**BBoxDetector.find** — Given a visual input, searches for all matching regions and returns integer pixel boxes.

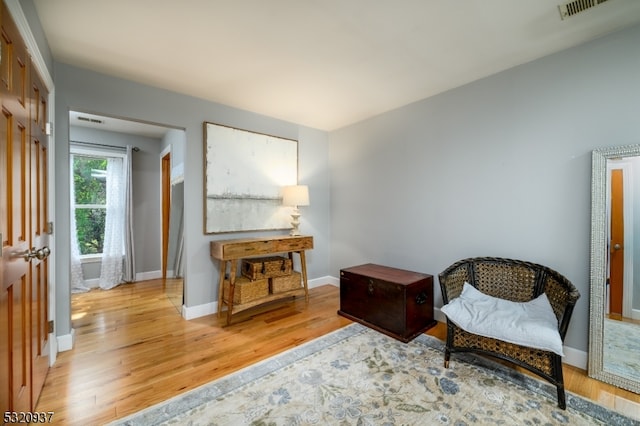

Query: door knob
[35,246,51,260]
[22,247,38,262]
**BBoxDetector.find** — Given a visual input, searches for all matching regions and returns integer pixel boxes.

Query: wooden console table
[210,235,313,325]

■ ■ ■

_Directive:_
Render all the lines above as a Markdown table with the columns Row and Line, one numbered row per line. Omit the blank lines and leave the picture out.

_Result:_
| Row | Line |
|---|---|
| 1 | **BBoxDetector.find** — Given a visual input, searches for all matching regions and returns integer pixel boxes. |
| 2 | Query: door knob |
| 3 | [35,246,51,260] |
| 4 | [22,247,38,262] |
| 5 | **BBoxDetector.find** — Given a visual input, searches for all matching regions and returns integer pixel boxes. |
| 6 | Query: wooden console table |
| 7 | [210,235,313,325] |